= Tasks to complete =
1 – Give every username that appears in a dated post heading in the forum thread.
2 – Turn the forum thread paragraph that begins "No. What is apparent" into a short bulleted list that keeps its main points.

Erm, excuse me, just because I don't have big bazookas, you think I shouldn't let them see the light of day? Shut the fuck up, if I want to get them out in a low cut top then I damn well will. Just because you don't find a certain item of clothing fashionable doesn't mean it doesn't 'work well or make much sense' to me. 




Gaaaaaaaaah (I'm off to bed to dream of sensible people)


----------



## Shosh (Dec 5, 2007)

ashmamma84 said:


> This thread has made me LOL, literally...
> 
> I rock any article of clothing I want...now, that is to say they are tailored, chic, sexy, etc...but most importantly, I feel good in those clothes.
> 
> ...




Meanwhile you are beautiful and you are fabulous Ash.


----------



## Surlysomething (Dec 5, 2007)

GWARrior said:


> I kinda like that look.




My condolences.


----------



## LillyBBBW (Dec 5, 2007)

Surlysomething said:


> *I find that picking apart of other people's OPINION's boring. The fact that these threads turn into run away trains bores me. The fact that people find the time to comment on my post, that comments on that, is boring.*
> 
> I don't recall using the word vapid though. Maybe I should have another look.
> 
> ...



No. What is apparent is that if you post an opinon on anything -- anything at all -- others will respond. Doesn't mean you have to keep your mouth shout, just that you shouldn't expect everyone else to. If you find the free exchange of thoughts and opinions a bore this place must be killing you, I don't know how you do it. This is the way it works:


someone posts
someone posts an opinion on it
someone posts another opinion
you see all of this and choose to post an opinion
someone posts an opinion on it
more opinions follow

So remember: If you want opinions, offer one. If you don't want opinions, don't.


----------



## lipmixgirl (Dec 5, 2007)

perhaps you may say i am crazy... HOWEVER.... this maximbbw clearly is all about the proportionate fat girl... the PEAR... the HOURGLASS... breast fat = great !!! a$$ fat = great !!! belly = BAD... DOWN WITH SHAPISM! APPLES UNITE! I bite my thumb at you, sir! the big apple has spoken... ::exeunt::


----------



## SocialbFly (Dec 5, 2007)

Surlysomething said:


> That is my motto too.

= Dataset extract =
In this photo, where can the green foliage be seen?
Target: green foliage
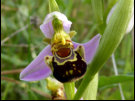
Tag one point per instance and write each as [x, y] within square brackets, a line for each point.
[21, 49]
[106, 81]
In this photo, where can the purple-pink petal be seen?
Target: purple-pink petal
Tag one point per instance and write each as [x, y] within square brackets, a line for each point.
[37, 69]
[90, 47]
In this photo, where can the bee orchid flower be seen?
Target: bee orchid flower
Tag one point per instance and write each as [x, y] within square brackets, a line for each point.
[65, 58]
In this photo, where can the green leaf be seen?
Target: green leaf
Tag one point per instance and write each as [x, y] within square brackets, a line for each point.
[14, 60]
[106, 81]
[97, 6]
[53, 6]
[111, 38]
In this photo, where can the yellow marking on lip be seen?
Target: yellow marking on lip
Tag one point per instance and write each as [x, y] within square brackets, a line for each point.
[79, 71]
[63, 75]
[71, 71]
* * *
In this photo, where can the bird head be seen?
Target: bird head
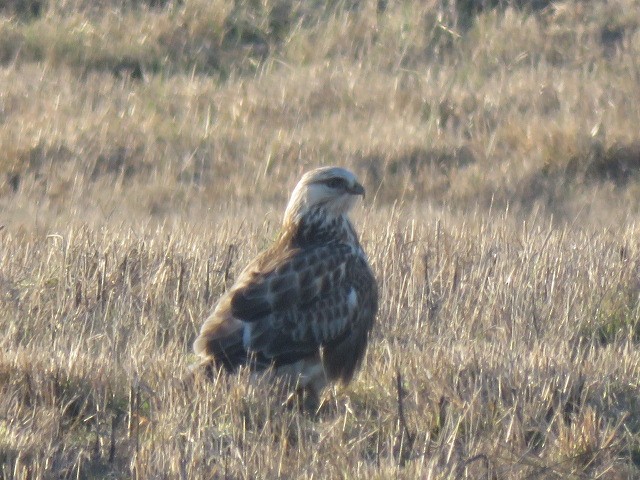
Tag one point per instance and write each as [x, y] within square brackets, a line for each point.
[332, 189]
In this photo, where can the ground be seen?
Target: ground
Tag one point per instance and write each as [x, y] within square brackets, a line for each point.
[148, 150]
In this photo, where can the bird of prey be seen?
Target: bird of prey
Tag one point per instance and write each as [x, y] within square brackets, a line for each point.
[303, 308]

= In response =
1 –
Shosh
Surlysomething
LillyBBBW
lipmixgirl
SocialbFly

2 –
- Posting an opinion on anything means others will respond.
- You don't have to stay quiet, but you shouldn't expect everyone else to either.
- If the free exchange of thoughts and opinions bores you, this place must be hard to bear.
- This is how it works.